- _Data extract_:
+ + + +
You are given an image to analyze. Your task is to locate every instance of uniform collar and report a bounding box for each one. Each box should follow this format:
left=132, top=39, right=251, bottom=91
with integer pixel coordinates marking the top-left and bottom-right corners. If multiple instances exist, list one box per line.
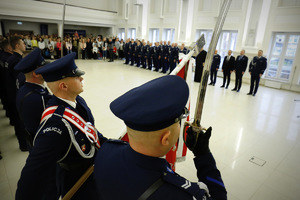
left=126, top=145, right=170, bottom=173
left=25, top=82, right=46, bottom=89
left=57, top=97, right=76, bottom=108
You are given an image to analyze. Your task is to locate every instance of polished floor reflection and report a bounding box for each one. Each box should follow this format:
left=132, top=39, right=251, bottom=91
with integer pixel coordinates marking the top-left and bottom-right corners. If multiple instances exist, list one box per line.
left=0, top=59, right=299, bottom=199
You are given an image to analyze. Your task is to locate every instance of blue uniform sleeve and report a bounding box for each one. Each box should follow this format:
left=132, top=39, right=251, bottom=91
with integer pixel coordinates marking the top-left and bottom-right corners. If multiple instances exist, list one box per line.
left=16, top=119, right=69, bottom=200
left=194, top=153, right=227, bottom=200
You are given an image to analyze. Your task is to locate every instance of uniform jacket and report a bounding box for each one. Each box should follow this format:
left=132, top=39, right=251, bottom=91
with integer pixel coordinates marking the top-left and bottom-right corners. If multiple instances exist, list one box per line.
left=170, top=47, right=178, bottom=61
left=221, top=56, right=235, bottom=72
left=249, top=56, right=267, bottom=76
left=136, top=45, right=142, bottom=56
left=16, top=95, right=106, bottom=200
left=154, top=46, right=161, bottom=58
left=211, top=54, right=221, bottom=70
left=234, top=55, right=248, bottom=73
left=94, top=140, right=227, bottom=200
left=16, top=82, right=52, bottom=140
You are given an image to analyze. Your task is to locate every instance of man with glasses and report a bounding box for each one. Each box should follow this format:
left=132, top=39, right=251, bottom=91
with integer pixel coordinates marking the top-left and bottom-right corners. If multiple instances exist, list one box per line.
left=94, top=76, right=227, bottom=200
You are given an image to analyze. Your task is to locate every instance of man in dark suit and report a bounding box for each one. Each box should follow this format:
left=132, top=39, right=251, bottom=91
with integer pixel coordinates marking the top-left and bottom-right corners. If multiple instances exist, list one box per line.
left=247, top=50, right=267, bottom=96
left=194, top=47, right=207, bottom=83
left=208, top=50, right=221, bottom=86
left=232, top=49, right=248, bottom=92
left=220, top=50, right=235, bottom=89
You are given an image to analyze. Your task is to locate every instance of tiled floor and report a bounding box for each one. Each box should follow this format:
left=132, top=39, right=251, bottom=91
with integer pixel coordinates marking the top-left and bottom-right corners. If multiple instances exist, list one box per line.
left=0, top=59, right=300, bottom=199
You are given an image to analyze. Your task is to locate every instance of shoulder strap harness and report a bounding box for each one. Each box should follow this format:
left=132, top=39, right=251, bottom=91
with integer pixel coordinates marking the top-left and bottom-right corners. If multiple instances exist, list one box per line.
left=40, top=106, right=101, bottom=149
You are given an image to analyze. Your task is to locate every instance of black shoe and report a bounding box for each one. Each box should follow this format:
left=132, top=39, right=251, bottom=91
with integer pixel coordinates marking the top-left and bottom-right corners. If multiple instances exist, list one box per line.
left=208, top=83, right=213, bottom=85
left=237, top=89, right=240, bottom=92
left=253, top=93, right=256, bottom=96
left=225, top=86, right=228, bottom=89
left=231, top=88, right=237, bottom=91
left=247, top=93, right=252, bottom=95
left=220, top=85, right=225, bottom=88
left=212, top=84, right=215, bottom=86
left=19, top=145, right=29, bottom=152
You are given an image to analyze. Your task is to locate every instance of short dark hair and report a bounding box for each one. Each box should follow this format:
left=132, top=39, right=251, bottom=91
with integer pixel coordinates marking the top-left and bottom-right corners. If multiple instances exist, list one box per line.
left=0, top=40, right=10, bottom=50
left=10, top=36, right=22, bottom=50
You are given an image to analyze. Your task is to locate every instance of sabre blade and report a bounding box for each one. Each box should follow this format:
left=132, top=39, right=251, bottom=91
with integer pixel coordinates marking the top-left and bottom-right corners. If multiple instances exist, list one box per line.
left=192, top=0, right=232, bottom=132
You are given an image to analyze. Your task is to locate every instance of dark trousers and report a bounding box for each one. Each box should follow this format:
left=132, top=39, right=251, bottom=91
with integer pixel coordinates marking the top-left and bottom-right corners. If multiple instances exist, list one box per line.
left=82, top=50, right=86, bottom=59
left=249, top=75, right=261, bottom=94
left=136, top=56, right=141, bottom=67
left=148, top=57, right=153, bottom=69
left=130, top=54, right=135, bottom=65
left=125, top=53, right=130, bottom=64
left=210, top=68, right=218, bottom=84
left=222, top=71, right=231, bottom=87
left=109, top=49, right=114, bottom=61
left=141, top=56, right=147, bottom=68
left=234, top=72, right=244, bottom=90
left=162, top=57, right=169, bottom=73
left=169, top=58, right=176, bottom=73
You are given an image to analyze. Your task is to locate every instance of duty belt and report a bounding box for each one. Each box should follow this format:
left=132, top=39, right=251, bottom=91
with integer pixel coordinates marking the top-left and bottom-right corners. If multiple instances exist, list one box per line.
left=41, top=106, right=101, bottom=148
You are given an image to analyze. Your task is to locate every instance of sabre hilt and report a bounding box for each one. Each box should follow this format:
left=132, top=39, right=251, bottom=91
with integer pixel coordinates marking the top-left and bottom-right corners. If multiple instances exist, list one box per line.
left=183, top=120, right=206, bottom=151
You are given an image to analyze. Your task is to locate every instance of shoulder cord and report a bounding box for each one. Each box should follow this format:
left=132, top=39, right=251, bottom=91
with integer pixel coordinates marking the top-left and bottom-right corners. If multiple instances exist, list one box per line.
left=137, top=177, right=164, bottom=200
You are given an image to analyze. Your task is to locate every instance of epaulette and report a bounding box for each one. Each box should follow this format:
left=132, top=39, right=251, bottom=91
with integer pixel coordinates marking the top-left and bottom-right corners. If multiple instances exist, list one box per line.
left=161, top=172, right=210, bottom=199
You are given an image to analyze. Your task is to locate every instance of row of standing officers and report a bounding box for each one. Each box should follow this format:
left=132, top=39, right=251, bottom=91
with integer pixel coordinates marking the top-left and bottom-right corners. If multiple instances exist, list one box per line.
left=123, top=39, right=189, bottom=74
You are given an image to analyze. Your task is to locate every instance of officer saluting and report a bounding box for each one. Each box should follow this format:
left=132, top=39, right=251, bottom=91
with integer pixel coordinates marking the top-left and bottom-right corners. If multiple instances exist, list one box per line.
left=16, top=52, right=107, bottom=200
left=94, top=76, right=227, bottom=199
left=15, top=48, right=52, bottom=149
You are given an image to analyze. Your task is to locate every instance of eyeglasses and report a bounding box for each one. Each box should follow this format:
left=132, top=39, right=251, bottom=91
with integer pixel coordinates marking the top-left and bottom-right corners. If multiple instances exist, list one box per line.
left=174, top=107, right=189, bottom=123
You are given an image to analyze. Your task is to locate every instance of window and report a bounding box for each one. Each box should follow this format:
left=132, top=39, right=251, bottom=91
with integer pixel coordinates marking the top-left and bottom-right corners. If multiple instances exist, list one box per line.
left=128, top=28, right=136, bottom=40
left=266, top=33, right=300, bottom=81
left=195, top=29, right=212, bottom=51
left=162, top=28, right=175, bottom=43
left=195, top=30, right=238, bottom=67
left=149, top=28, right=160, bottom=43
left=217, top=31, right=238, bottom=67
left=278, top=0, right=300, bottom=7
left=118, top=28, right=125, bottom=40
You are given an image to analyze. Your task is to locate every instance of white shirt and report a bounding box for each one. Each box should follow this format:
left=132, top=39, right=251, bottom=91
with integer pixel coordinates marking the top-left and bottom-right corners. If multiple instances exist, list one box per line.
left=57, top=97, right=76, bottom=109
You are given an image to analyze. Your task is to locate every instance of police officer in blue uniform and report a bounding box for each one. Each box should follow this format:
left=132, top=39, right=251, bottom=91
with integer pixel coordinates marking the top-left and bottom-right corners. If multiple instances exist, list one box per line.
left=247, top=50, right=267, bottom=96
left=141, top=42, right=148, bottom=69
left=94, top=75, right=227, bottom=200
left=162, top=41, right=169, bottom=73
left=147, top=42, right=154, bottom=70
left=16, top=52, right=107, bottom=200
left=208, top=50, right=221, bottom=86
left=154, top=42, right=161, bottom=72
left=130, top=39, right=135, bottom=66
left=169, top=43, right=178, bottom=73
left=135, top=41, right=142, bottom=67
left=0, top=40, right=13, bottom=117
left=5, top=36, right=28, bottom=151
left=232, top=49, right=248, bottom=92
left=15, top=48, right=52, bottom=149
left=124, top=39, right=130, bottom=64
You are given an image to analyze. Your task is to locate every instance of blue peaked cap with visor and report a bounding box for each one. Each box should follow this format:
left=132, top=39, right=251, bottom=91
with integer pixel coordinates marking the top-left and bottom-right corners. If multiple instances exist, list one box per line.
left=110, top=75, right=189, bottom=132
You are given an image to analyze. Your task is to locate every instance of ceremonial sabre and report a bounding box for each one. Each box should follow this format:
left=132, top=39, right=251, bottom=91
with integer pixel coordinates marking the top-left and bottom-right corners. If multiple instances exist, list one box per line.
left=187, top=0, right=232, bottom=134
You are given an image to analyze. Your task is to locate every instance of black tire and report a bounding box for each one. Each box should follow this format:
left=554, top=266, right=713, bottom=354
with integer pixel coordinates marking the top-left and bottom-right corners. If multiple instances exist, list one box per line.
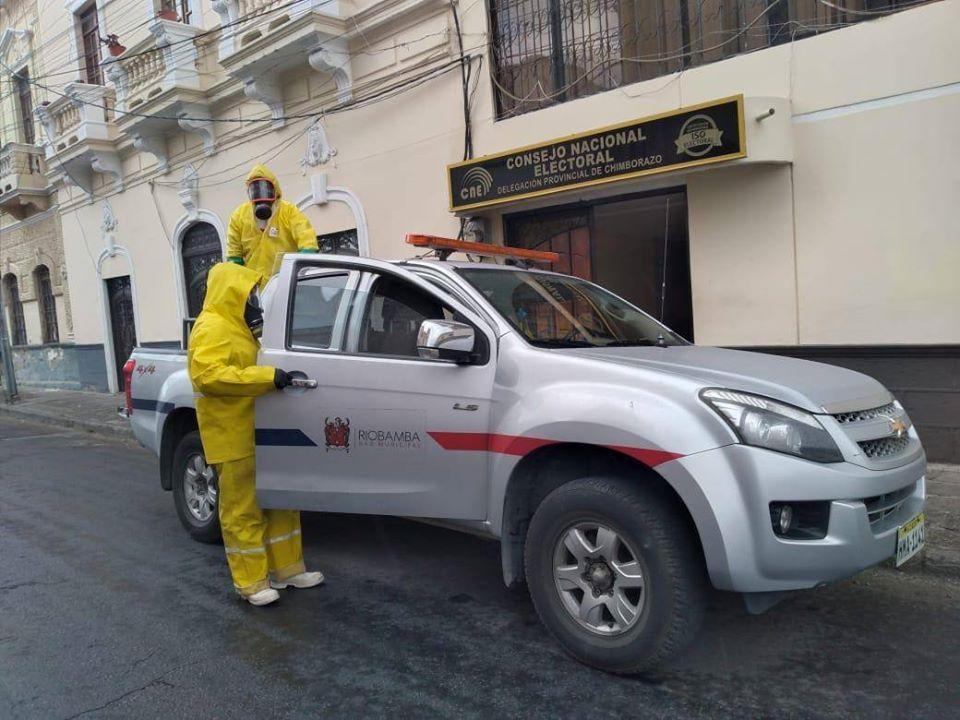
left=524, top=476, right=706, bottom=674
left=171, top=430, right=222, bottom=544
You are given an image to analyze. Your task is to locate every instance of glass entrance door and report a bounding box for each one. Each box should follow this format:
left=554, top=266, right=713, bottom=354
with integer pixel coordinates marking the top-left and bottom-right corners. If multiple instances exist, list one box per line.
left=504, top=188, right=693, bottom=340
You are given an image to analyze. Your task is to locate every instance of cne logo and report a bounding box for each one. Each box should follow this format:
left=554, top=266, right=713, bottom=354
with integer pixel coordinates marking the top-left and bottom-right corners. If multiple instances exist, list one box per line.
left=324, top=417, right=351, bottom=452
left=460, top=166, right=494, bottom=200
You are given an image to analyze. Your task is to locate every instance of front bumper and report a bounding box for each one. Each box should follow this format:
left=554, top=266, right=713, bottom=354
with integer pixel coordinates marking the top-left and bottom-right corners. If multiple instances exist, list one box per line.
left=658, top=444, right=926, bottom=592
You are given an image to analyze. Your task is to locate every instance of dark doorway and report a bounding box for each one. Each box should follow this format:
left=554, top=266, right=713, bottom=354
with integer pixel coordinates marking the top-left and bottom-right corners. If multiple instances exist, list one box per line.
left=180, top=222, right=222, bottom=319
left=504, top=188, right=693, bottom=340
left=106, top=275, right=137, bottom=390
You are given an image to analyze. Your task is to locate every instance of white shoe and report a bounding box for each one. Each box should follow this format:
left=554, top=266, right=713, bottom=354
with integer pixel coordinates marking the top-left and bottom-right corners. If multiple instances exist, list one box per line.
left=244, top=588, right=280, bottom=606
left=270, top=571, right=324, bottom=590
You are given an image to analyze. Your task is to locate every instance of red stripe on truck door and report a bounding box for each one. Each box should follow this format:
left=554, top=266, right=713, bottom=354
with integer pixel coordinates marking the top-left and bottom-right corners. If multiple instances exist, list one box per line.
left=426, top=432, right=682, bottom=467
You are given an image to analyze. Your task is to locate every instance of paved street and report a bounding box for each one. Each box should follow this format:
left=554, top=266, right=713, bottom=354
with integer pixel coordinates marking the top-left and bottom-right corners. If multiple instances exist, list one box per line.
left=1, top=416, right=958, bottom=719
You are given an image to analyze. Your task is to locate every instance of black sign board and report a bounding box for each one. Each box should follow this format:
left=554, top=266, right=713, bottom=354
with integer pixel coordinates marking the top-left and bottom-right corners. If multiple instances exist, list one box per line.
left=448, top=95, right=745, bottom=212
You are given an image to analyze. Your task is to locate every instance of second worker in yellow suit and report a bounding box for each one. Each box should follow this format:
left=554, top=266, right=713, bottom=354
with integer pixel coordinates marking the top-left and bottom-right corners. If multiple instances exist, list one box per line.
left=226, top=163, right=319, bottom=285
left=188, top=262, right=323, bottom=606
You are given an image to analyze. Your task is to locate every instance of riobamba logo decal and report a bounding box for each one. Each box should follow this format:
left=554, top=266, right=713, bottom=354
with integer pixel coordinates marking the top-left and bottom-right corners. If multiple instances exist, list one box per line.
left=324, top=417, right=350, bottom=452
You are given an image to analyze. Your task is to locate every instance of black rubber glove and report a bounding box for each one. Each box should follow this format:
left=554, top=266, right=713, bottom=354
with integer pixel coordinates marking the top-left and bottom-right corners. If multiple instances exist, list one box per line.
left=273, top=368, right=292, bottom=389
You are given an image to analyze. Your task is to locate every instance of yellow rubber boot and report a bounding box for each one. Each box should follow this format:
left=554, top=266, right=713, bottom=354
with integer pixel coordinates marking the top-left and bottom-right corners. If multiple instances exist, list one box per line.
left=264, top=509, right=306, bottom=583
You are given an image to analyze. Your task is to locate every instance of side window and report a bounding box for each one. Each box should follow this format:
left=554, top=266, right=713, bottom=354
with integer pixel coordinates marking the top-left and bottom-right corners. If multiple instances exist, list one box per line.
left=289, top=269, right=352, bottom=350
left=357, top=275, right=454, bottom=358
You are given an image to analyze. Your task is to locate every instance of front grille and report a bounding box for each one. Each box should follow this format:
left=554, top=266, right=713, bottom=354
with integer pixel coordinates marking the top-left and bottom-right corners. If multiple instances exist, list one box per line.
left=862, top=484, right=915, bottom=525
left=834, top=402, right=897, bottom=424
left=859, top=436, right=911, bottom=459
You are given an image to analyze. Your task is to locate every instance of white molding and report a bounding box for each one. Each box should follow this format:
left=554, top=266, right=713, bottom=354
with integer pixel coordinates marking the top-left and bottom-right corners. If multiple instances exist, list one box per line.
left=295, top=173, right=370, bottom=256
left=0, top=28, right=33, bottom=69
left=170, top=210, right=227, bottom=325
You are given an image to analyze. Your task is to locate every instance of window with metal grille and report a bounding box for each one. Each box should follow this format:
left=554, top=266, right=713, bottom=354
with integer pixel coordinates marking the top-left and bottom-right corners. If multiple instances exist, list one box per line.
+ + + +
- _Directions_: Please count the lines in the data that include the word "front" and report the number by itself.

- _Exercise output_: 2